Written instruction »
Format the records as a numbered list, with blank lines omitted. Include every record, and leave the pictures out of the answer.

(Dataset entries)
==========

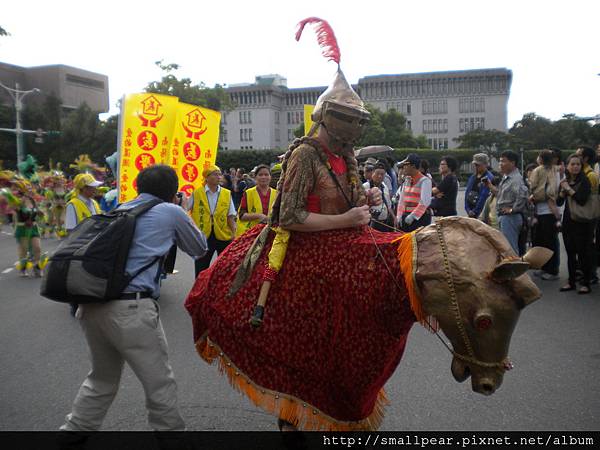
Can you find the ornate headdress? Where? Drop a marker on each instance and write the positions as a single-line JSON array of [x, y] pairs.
[[339, 109]]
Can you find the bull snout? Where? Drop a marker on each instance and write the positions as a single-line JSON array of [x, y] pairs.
[[486, 384], [482, 382]]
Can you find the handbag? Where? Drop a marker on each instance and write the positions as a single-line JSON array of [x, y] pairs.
[[585, 213]]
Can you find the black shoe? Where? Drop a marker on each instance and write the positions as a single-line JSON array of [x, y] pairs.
[[567, 287]]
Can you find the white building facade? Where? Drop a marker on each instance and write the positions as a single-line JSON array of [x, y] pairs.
[[439, 105]]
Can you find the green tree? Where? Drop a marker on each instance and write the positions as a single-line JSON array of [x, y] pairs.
[[532, 132], [195, 94]]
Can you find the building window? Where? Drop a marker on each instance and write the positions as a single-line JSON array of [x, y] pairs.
[[88, 82]]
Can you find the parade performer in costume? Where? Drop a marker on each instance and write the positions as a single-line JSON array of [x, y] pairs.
[[55, 191], [304, 376], [82, 203], [27, 233], [257, 202]]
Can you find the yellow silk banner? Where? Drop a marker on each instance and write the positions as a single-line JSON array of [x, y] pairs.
[[158, 129], [308, 109], [194, 145], [147, 122]]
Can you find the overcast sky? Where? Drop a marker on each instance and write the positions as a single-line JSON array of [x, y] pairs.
[[552, 47]]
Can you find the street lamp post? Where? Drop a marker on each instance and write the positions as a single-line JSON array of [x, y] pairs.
[[18, 96]]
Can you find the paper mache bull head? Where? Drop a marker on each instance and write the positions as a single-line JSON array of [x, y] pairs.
[[476, 289]]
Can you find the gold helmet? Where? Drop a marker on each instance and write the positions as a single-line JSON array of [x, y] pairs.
[[339, 109]]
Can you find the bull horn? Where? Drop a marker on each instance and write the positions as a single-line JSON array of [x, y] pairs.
[[509, 269], [537, 257]]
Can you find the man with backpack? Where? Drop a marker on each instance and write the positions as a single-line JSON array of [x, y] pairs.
[[128, 328]]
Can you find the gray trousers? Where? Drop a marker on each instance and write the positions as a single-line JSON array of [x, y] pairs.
[[117, 332]]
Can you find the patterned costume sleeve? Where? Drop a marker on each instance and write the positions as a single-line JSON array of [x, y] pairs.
[[298, 183]]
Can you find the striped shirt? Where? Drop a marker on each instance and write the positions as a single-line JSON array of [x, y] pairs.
[[414, 196]]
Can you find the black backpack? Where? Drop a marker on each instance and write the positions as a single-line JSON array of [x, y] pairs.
[[89, 265]]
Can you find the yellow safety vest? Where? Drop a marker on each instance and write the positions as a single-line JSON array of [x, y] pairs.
[[217, 221], [254, 205], [81, 209]]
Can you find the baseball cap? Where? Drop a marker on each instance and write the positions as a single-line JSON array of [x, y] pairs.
[[412, 159], [86, 179], [481, 159]]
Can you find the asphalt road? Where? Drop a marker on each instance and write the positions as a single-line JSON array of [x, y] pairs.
[[554, 386]]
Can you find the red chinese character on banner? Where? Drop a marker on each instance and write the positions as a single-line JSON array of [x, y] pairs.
[[147, 140], [191, 150], [144, 160], [189, 172], [188, 189]]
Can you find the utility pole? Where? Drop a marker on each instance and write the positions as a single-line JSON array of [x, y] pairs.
[[17, 96]]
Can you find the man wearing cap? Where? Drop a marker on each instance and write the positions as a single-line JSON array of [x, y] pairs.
[[477, 191], [511, 198], [414, 196], [82, 205], [214, 213]]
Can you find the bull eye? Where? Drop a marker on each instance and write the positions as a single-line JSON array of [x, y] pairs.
[[483, 322]]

==========

Answer to this task »
1. Can you find the ornate headdress? Where? Drop a marker on each instance and write the positions as a single-line JSON array of [x, y] pairs.
2. [[339, 109]]
3. Can you find the bull snout? Where? Drop a marker on each instance and write the positions as a single-line JSON array of [x, y] pairs.
4. [[486, 384], [482, 382]]
5. Can you find the handbag? Where? Drop a marker on each instance and write the positions as a single-line JSON array of [x, y] pairs.
6. [[585, 213]]
7. Can you find the black shoe? Where? Drop a marker on each instance and write the positions as a single-line JSON array of [x, y] pairs.
8. [[567, 287]]
9. Can you find the white building facade? Where? Drop a marker on each instance and write the positions as a single-line JSON array of [x, y] pairs.
10. [[439, 105]]
11. Can you find the green tree? Where? Drop a marker on each instance and write the positions as a single-line JSON array of [x, y] pairs.
12. [[532, 132], [195, 94]]
13. Can you find the building window? Where? Drop a marker on each instance and write the positions as a single-line JSON array of [x, y] pairs.
14. [[88, 82]]
15. Can you find the parade performer in costume? Where? Drop a marker on each instance and write the positions as a single-line JSON array of [x, y] pairs.
16. [[55, 191], [304, 376], [82, 203], [27, 233], [257, 202]]
17. Can you find the yellow silk banner? Where? Drop a marker on each instance and write the positions as a single-line JSON array of [x, y] pairs.
18. [[158, 129], [308, 109], [194, 145], [147, 122]]
19. Can you find the overcast sky? Where? Drop a marker on each instance and write the positions as a single-line JSON array of [x, y] pairs.
20. [[552, 47]]
21. Can you find the street lamp post? Where? Drop a marker on each instance and write the positions as a single-line JSON array of [x, y] pairs.
22. [[18, 96]]
23. Can you find the paper mache bull head? Where? Drop a marker on each instance and write the positions as a single-line JSON array of [x, y] pairs.
24. [[476, 289]]
25. Can you find the gold helmet? Where? Drop a marker on each instance and write the positions as a single-line JSON array of [x, y] pairs.
26. [[339, 109]]
27. Can you find the bull horn? Where? Drop a marker on each instance and write the positions as a single-line JSON array of [x, y] pairs.
28. [[509, 269], [537, 257]]
29. Can you find the man with backpack? Where? Drop a marker on each instance and write the positions as a single-line JSON array of [x, y] pairs.
30. [[128, 328]]
31. Can you find the gray trousers? Where? Drop a marker on each instance and write the positions as a single-line JSON array of [x, y] pairs.
32. [[117, 332]]
33. Can you find the patterned costume sleeve? Where? Drop a marker on each instance and write the positions as a single-line JSON array of [x, y] pairs.
34. [[298, 183]]
35. Can you find the striped shirt? Where? Drop a marker on each instance and write the positions as a single-line JSON array of [x, y] pairs.
36. [[414, 196]]
37. Can you find the black backpack? Where? Drop a marker on each instance and write the positions as a single-line JSON array of [x, y] pairs.
38. [[89, 265]]
39. Can you find the yellow safety vest? Where? Drop a marker on each instance and write the positions as a single-line JSON array of [x, y] pairs.
40. [[217, 221], [254, 205], [81, 209]]
41. Can you find the baseball cap? Where? Drop a marker on each instance and write the positions as a single-line JSON array of [x, y] pairs.
42. [[412, 159], [86, 179], [481, 159]]
43. Can you find the asphalt road? Where? Drop a marker on each instance and write the positions as a single-line JSON array of [x, y] pairs.
44. [[554, 386]]
45. Can you find the red chinese character on banner? Where? Drop a marker on each instance and write the positions as a single-line JSON array of [x, y] pairs.
46. [[147, 140], [191, 150], [144, 160], [189, 172], [188, 189]]
47. Can you find the utility pole? Where? Drop a marker on each instance and write the positions as a single-line JSON array of [x, y] pairs.
48. [[17, 96]]
49. Can you find the man wearing cap? Where? Drop a marker on each instance and write the positions as a single-line JSON array of [x, y] pairs.
50. [[477, 191], [511, 198], [414, 196], [82, 205], [214, 213]]
51. Can you find the bull eye? Where? Drop a marker on each instance and write the positions as a single-line JSON array of [x, y] pairs.
52. [[483, 322]]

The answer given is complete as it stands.